→ **EXERCISE**
Records follow. Select each line holding "plate".
DATASET CONTENT section start
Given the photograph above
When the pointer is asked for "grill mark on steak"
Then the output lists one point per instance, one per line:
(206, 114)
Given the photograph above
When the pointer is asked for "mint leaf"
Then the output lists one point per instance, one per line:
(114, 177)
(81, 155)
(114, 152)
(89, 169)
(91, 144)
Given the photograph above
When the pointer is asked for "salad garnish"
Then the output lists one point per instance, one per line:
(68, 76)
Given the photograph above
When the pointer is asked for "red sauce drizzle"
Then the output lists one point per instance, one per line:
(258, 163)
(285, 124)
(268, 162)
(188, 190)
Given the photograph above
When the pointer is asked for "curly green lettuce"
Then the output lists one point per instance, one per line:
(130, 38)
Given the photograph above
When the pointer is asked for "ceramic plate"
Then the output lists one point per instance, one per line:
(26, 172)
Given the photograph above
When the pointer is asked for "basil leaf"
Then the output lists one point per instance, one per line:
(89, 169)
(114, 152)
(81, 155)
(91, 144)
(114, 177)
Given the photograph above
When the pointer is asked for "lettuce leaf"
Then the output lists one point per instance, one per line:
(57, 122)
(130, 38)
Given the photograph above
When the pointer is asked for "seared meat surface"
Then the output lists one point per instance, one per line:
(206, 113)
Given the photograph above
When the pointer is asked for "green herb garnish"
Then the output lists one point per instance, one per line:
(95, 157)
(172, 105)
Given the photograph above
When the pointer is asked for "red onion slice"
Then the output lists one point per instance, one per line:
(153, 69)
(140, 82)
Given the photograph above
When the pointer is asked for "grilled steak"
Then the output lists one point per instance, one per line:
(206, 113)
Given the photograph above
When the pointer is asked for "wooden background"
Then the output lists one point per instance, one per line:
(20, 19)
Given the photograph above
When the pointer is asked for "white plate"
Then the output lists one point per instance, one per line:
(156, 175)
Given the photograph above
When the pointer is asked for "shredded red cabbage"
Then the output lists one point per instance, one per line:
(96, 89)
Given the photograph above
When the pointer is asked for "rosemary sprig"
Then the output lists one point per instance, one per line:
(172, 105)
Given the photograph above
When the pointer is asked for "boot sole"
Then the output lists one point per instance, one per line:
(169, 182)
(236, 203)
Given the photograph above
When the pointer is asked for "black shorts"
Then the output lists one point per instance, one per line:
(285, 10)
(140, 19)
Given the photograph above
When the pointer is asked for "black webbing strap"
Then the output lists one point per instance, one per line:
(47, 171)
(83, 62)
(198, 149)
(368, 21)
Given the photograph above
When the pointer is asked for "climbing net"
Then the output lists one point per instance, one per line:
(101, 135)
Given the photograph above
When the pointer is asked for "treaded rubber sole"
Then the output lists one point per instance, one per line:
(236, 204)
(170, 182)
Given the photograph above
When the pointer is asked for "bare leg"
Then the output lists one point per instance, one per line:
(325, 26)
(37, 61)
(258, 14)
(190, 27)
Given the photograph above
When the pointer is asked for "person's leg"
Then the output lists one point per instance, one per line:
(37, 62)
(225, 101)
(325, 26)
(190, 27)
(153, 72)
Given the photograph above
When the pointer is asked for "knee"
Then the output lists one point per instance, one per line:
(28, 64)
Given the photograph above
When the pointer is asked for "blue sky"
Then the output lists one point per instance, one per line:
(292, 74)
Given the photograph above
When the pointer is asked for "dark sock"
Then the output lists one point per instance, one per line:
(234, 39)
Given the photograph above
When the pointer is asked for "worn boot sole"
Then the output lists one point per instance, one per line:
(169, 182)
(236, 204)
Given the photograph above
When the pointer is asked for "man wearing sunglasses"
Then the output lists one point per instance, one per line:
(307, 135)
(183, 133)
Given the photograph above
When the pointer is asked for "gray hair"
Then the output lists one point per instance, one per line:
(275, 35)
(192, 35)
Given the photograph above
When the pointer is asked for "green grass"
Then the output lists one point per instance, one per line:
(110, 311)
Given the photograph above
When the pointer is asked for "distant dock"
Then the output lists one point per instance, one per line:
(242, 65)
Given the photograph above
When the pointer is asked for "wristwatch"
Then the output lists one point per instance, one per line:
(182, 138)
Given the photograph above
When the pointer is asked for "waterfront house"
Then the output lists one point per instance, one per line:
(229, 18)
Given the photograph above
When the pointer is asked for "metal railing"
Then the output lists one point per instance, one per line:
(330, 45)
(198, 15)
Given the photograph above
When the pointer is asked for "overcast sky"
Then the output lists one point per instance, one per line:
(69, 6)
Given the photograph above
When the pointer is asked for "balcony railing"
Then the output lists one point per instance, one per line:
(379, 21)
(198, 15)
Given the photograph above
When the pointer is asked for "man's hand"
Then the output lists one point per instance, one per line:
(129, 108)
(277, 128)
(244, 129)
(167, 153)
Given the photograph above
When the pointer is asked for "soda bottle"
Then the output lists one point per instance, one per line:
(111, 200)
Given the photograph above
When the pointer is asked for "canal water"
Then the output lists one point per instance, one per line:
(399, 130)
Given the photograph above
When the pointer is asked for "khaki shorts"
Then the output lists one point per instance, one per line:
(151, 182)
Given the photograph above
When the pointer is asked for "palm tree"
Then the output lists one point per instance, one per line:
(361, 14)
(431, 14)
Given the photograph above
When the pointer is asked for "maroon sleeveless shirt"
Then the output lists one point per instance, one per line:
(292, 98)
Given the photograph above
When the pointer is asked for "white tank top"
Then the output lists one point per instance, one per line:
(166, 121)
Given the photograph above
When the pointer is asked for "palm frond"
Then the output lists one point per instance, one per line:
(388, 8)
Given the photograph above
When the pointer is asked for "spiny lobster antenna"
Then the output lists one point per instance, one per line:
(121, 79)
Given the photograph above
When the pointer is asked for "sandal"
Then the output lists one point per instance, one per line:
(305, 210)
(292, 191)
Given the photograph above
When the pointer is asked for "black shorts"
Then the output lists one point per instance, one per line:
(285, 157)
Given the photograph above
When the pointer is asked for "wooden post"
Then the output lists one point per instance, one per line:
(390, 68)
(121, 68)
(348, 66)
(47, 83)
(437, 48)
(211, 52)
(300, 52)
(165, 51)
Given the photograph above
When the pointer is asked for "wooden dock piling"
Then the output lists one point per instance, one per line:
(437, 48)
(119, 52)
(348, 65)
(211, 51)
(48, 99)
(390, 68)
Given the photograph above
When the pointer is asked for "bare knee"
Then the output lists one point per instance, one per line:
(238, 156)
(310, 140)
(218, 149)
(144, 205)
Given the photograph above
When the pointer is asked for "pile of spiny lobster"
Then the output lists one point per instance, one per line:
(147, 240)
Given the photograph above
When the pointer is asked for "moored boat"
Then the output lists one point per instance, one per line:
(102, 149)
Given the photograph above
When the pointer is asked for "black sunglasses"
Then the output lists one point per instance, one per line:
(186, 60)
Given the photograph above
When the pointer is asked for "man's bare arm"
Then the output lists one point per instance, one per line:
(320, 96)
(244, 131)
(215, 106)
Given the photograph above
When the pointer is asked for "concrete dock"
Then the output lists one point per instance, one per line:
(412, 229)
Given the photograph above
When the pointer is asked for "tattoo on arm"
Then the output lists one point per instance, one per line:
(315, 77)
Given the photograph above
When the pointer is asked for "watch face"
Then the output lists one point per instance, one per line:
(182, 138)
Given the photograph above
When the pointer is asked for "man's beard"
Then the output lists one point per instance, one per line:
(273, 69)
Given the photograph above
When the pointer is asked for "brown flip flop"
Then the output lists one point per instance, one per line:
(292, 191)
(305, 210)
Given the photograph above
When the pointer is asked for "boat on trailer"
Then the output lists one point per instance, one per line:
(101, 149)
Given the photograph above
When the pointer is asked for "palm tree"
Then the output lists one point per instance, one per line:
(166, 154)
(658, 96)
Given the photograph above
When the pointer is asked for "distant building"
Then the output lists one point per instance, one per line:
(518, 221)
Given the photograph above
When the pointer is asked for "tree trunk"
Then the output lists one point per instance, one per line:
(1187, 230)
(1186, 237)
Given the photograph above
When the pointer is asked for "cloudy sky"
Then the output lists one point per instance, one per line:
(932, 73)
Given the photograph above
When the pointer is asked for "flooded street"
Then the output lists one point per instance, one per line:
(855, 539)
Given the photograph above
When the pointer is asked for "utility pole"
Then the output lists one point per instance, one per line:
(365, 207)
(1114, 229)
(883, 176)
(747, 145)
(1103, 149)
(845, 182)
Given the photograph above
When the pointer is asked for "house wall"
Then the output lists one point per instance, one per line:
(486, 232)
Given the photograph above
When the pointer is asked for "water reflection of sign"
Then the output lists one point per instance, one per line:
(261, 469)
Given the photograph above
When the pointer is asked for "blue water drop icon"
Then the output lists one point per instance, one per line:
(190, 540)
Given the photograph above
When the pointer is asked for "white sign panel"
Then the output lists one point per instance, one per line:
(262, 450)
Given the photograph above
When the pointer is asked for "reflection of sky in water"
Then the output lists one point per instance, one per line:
DATASET CONTENT section end
→ **PROBLEM SOLUTION**
When the pointer is asked for "ceramic plate"
When the pointer is asked for "white plate"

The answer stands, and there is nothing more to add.